* **Given information**
-- Begin --
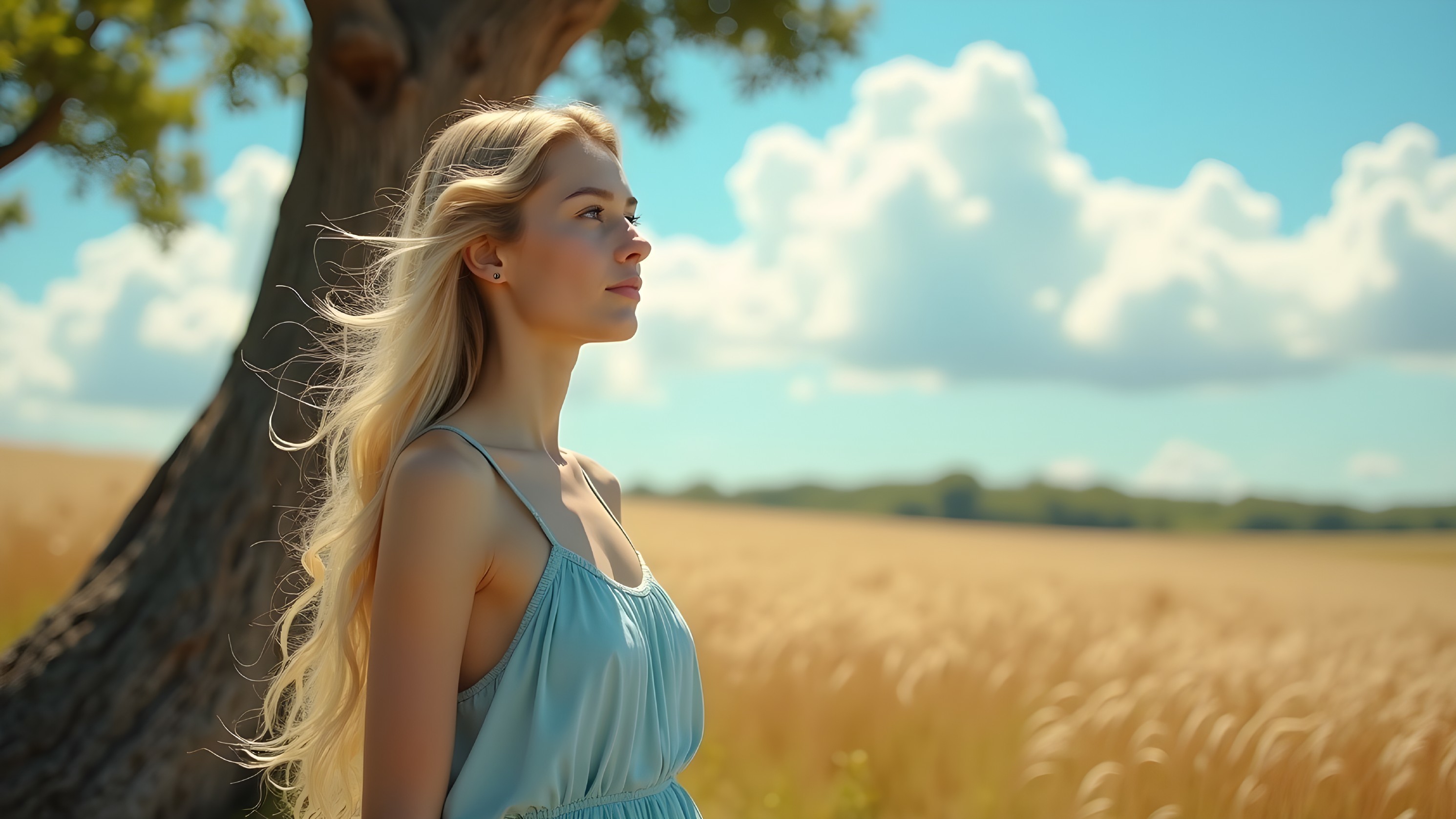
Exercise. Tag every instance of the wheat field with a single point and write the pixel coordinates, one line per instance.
(873, 667)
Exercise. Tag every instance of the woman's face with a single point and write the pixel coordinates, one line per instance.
(575, 268)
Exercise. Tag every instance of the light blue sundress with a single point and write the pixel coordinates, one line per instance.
(596, 706)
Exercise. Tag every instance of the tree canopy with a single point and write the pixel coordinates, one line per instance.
(98, 84)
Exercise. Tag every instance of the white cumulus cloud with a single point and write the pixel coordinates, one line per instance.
(946, 226)
(136, 326)
(1191, 472)
(1373, 464)
(1071, 473)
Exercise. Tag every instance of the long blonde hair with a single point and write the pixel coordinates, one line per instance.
(404, 357)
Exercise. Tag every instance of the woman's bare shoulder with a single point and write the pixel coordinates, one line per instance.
(442, 497)
(605, 482)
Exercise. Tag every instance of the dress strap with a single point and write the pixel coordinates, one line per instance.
(508, 482)
(608, 508)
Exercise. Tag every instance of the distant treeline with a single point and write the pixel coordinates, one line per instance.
(960, 495)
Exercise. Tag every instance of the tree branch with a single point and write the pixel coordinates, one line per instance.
(41, 128)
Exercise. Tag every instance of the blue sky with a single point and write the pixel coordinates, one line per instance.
(1001, 344)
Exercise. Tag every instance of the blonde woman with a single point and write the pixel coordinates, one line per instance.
(481, 638)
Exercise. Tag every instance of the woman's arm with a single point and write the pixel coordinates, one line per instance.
(431, 556)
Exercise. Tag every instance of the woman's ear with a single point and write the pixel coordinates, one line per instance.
(480, 255)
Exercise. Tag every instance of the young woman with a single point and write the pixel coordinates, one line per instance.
(483, 638)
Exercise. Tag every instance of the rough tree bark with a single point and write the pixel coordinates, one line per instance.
(108, 708)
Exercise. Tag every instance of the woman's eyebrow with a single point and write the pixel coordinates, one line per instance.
(602, 192)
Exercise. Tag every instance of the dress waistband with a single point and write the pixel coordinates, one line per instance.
(593, 800)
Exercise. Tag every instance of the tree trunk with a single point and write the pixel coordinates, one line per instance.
(115, 702)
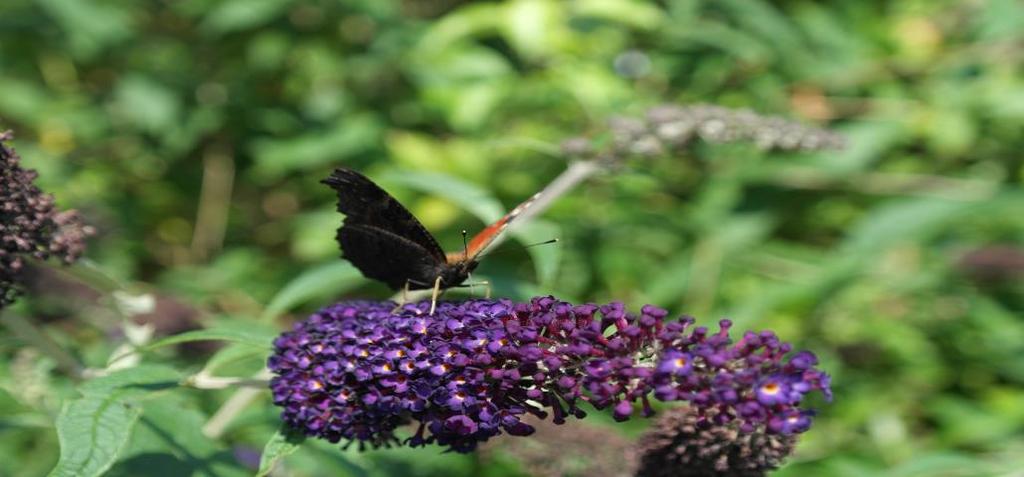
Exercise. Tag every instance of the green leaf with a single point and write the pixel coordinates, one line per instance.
(133, 381)
(248, 332)
(92, 432)
(325, 280)
(346, 138)
(282, 443)
(231, 354)
(233, 15)
(470, 197)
-- End --
* **Exercise details**
Copy every one of the records above word for word, leaving out the pictures.

* **Task result**
Exercise. Tag every instance of the wheat field with a single point and write the pixel coordinates, one line per instance.
(873, 667)
Exercise. Tag every instance of the woman's face with a single point and write the pixel coordinates, one line per instance.
(575, 268)
Exercise. Tag every instance of the light blue sundress with a single point and write the pixel coordinates, one line per instance.
(596, 706)
Exercise. Tag every instance of the tree canopy with a single point and write the pixel coordinates, one line per instance.
(98, 84)
Exercise. Tag every instance of the white cumulus cloud with a single point and write the pixel coordinates, one line per instance.
(946, 226)
(136, 326)
(1191, 472)
(1373, 464)
(1071, 473)
Exercise. Tag every instance of the long blonde hair with a single point and write the pixel coordinates, one line per instance.
(404, 357)
Exercise. Tag every instance of the woman's bare shoulder with a single point and write the pixel coordinates, one line per instance.
(442, 497)
(605, 482)
Exercise. Tag every instance of the dress strap with a single point and write the pixel coordinates, one line per instance.
(508, 482)
(608, 508)
Exercise. Tag every instance of the distant treeline with a single point and write the pixel coordinates, one line per instance.
(960, 495)
Exercise. Tag every instance of the tree branch with a single point and write the pixel coordinates, one line per instance.
(41, 128)
Exercise. Tag every instance of the blue sky with a single point and write the pixel coordinates, one line per instance.
(1001, 344)
Exercise. Tag every instance of the blonde woman with a single point and write the pixel coordinates, one line per instance.
(481, 638)
Exercise. Tag every instance of the woman's arm with a single point and write the pixel coordinates, one line per instance.
(431, 556)
Exercise. Tag every instance of the woman's ear with a single point and write the pixel coordinates, one line per instance.
(480, 255)
Exercise. Tag every instance of the young woman with a single point and write the pixel coordinates, one line per instance.
(483, 638)
Exercise. Tag every instance of the rough tree bark with a single point and write the pixel coordinates, one line per instance.
(108, 708)
Exercise. Tag every instance of the woman's eyebrow with a single point and write the pixel coordinates, one line per instance.
(602, 192)
Exercise. Tag every instance of the dress waistband with a single point and write the pixel coordinates, one line per instance.
(593, 800)
Exercise. Tag every instance of the tree trunk with a single point and write the pixel coordinates, one line per instance.
(115, 702)
Exercise. Tag every instance of the green leaf with a single point and write the pixel coordinates, one line per instance.
(133, 381)
(248, 332)
(92, 432)
(325, 280)
(346, 138)
(282, 443)
(231, 354)
(233, 15)
(470, 197)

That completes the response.